- Document section:
_ _ _
B. Traven (Bruno Traven in some accounts, born 23 February 1882 in Schwiebus, died 26 March 1969 in Mexico City) was the pen name of a presumably German novelist, whose real name, nationality, date and place of birth and details of biography are all subject to dispute. One of the few certainties about Traven's life is that he lived for years in Mexico, where the majority of his fiction is also set—including The Treasure of the Sierra Madre (1927). The film adaptation of the same name won three Academy Awards in 1948.

Quotes[edit]

  • Von den dreien: Staat, Regierung und Ich, bin Ich der Stärkste. Das merkt Euch!
    • Of the three: state, government and I, I am the strongest. Remember that!
    • Der Ziegelbrenner, 3rd December 1919, p. 25
  • Ich warte nicht auf die Einigkeit; denn ich bin die Einigkeit. / Ich warte nicht auf die Masse; denn ich bin die Masse. / Ich warte nicht auf die Revolution; denn ich bin die Revolution. / Ehe die Revolution ist, muß der Revolutionär sein! / Ehe die Masse ist, muß der Einzelne sein! / Ehe die Einigkeit ist, muß der Eine sein, der Selbe! / Das Wort muß sein, bevor das Feldgeschrei und die Parole sein können.
    • I am not waiting for unity; because I am unity. / I'm not waiting for the crowd; because I am the crowd. / I'm not waiting for the revolution; because I am the revolution. / Before the revolution is, the revolutionary must be! / Before the mass is, the individual must be! / Before there is unity, the one must be the same! / The word must be before the shouting and the slogan can be.
_ _ _
- Written problem a:
According to the B. Traven excerpt, how many Academy Awards did the film adaptation of The Treasure of the Sierra Madre win?
_ _ _
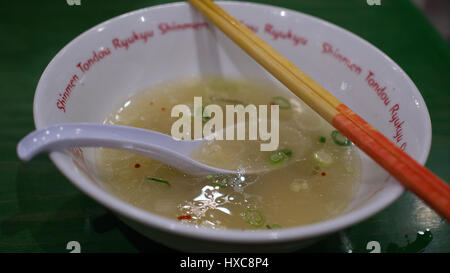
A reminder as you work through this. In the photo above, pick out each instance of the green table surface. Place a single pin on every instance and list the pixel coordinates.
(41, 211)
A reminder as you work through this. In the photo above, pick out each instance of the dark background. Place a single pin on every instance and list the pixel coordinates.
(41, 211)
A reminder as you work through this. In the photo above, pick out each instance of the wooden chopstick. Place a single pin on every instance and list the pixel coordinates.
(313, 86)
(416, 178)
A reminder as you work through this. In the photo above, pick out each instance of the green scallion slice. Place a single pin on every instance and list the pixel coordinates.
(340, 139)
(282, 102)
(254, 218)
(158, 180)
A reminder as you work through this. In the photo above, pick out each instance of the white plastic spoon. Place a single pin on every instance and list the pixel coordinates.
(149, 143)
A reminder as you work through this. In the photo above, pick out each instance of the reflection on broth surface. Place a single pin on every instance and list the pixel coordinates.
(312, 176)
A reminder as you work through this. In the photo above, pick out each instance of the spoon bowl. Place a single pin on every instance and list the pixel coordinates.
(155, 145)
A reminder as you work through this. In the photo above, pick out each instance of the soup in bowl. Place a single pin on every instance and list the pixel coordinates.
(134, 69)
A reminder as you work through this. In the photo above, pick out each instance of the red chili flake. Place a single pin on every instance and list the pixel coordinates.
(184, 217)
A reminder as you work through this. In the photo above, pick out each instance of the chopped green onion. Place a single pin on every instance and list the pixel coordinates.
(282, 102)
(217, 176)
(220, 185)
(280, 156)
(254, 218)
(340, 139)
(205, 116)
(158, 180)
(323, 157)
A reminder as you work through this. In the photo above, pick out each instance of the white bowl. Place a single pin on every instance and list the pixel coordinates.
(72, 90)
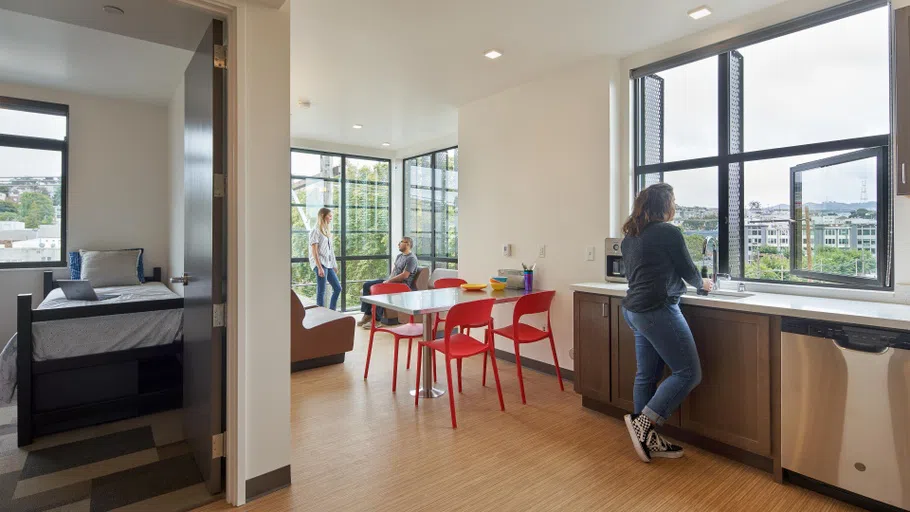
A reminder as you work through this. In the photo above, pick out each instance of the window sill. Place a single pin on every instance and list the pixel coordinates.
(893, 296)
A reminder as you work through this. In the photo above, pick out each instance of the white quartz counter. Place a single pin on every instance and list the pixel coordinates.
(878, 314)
_ _ _
- Written problem b:
Return word for word the rows starting with the line containing "the white plastic" and going on through the last line of the rows, both ends included. Leave the pictures out.

- Finished answer a:
Three, in 1948.

- Finished answer b:
A reminder as you work through this. In the photo above, pick out each instance of the white plastic spoon. Place a single pin on every instance and list the pixel coordinates.
(149, 143)
A reminder as you work through this. In the photo above, pick out each instance of the reflection on broth surface. Place a single pin on every instance and list the pixel coordinates.
(312, 176)
A reminder as you work through this. In the photo above, pick out each instance of the spoon bowl. Place a single pin on every instance and list the pixel coordinates.
(155, 145)
A reminder as you work through this. In the photo above, pick out each instance of the soup in bowl. Place a single pin on every instance and list the pixel coordinates.
(134, 69)
A reminder as you work through this. In the photo above, pick out each instance of the red chili flake. Place a single pin on every instance and list the pixel coordinates.
(184, 217)
A reminder as you work through this. In the photo above, pick out each instance of the chopped green onion. Place a single pin on every instance and list the pixel coordinates.
(282, 102)
(217, 176)
(220, 185)
(280, 156)
(254, 218)
(340, 139)
(205, 116)
(158, 180)
(323, 157)
A reminder as you work through this. In the photo above, pick out each instance of the white bowl. Place a single pin on every instance and list the pixel coordinates.
(72, 90)
A reminder as you work through this. In the photo above, pick out each instance of the window sill. Place a single pin on every instance and list the pixel coordinates.
(893, 296)
A reminder as you work through this. In the photo above, pick out each instance of the white quartz counter. Place a single pin on every instance and list the pixel coordinates.
(878, 314)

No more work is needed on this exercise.